También, como todo pueblo andino, crece alrededor de una plaza principal con su iglesia al frente. En la plaza de Táriba creció un gigantesco samán que por cosas de la viajadera en uno y otro sentido, se hizo famoso y muy ponderado.
Pues bien, alguien, con el eterno sentido del humor, ante la queja de otro por no poder obtener algo poco menos que imposible, le dijo: vaya y le pide al samán de Táriba.
En Cúcuta, al lagarto que busca puestico para sí o para un familiar, a la mujer rebuscadora, al chino malcriado, al sablero de los veinte mil, con ese buen humor cáustico, ese desparpajo y franqueza de que hacemos gala, se le manda a pedirle al samán de Táriba.
Hoy, el frondoso samán de Táriba desapareció y en su reemplazo hay uno más pequeño, sin embargo, la expresión persiste.
Hay otros frondosos samanes, como el de Bochalema, el de Acacías, Meta, y se puede decir que casi todo pueblo tiene su samán. Por ello, propongo que el árbol nacional de Colombia, no debería ser la palma de cera del Quindío, sino el samán, inmenso y frondoso árbol de la familia de las leguminosas.
Haciéndole honor al de Guacarí, las monedas de $500 llevan dibujado un samán en el anverso (bastante abstracto, por cierto).
A los que ya no se les puede pedir nada, es a los dos frondosos samanes de Gramalote. Fueron derribados por allá en 1955, por orden del alcalde, con un argumento bien peregrino.
Aún lo recuerdo como si fuera ayer. A golpes de hacha fueron derribados y el reguero de su verde sangre se esparció por todos lados, como el samán retiene mucha agua, esos gigantes caídos la esparcieron a cántaros.
Tal vez lo que más recuerdo fue la arremetida que les dio el cura Manuel Grillo Martínez, recientemente fallecido en Medellín, a los causantes de aquel giganticidio, el domingo siguiente, en la misa mayor. Por costumbre y rango, el párroco celebraba la misa mayor, solemne y cantada a las nueve de la mañana y el cooperador, la misa rezada de las 6 a. m. Yo era monaguillo, y aquella vez noté algo extraño. El cura párroco Samuel Jaimes, fallecido también, llegó a las seis y para la misa mayor, a las nueve, el padre Grillo. Definitivamente algo estaba pasando, me dije. A la hora del sermón, bajó el presbiterio con paso apresurado y se dirigió al púlpito. Algo grave pasó. El cura se subió al púlpito. ¿Qué iría a decir? En ese tiempo y aún hoy, un sacerdote se sube al púlpito sólo en los actos solemnes o cuando tiene que comunicar algo grave o de gran trascendencia.
▬▬▬▬▬▬
Qué harás:
(a) Responde según el texto sobre los samanes:
(i) ¿Qué hay hoy en reemplazo del frondoso samán de Táriba?
(ii) ¿En qué año fueron derribados los dos samanes de Gramalote?
(iii) ¿Qué monedas llevan dibujado un samán en el anverso?
(b) Extrae del listado cada línea que contenga la cadena "side". Se distinguen mayúsculas y minúsculas.

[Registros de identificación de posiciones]
▬▬▬▬▬▬
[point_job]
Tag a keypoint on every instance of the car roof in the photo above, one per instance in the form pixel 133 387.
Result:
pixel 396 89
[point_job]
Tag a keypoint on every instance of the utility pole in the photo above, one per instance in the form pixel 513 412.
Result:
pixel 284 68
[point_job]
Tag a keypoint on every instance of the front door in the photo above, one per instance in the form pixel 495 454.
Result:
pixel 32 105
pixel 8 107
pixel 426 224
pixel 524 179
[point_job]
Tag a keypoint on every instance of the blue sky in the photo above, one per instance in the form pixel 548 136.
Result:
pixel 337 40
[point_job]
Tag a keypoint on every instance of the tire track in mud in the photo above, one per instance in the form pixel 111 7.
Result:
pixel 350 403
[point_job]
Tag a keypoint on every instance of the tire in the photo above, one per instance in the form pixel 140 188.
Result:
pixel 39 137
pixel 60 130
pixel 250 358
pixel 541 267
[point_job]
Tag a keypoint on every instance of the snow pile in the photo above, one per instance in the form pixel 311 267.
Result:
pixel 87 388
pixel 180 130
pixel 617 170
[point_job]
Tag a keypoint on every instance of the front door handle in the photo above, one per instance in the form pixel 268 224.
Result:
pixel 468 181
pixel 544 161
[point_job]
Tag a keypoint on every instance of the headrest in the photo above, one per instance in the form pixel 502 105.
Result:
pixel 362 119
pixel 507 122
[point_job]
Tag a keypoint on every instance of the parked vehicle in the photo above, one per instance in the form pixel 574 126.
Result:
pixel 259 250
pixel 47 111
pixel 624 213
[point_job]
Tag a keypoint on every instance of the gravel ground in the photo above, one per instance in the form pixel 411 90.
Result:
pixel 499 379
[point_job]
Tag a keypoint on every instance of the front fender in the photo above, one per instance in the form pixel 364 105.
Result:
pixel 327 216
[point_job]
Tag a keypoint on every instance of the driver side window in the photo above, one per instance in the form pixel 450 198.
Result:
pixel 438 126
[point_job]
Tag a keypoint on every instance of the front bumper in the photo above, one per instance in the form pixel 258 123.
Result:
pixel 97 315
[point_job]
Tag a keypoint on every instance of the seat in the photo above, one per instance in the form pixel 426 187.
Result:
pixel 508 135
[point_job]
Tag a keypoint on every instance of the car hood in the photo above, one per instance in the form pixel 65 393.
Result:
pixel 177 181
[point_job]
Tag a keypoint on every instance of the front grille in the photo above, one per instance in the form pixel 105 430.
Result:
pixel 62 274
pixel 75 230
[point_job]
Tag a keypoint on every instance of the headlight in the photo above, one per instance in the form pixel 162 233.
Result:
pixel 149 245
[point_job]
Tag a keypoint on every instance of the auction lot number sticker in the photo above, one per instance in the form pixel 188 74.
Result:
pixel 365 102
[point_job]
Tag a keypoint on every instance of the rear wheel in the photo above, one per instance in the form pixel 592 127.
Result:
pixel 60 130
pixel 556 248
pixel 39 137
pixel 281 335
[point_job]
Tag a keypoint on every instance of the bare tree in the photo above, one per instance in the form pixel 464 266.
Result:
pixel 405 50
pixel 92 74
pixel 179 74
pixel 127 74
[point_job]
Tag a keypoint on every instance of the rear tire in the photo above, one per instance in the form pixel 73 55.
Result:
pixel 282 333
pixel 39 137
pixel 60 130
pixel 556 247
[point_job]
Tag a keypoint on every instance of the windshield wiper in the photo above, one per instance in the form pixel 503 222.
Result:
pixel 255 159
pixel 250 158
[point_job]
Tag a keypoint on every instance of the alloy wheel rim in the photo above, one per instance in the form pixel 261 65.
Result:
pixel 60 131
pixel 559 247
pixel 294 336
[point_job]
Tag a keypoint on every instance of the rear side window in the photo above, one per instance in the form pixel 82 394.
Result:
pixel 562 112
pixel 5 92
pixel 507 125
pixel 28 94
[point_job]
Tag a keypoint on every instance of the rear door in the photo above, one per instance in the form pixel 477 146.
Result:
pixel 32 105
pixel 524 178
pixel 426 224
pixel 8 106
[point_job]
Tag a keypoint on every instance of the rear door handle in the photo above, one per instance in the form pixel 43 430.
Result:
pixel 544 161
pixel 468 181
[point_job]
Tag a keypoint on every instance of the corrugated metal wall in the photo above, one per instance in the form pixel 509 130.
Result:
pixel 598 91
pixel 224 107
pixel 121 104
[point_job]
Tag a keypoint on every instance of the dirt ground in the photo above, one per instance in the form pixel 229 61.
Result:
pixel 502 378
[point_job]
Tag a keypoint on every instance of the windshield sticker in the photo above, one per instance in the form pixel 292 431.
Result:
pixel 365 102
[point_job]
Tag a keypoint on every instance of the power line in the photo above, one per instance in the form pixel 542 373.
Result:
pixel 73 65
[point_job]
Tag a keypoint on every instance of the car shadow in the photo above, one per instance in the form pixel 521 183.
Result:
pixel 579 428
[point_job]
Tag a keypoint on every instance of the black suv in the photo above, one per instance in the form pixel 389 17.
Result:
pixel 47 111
▬▬▬▬▬▬
Respuestas por tarea:
(a)
(i) Un samán más pequeño.
(ii) En 1955.
(iii) Las monedas de $500.

(b)
Tag a keypoint on every instance of the driver side window in the photo above, one per instance in the form pixel 450 198.
Tag a keypoint on every instance of the rear side window in the photo above, one per instance in the form pixel 82 394.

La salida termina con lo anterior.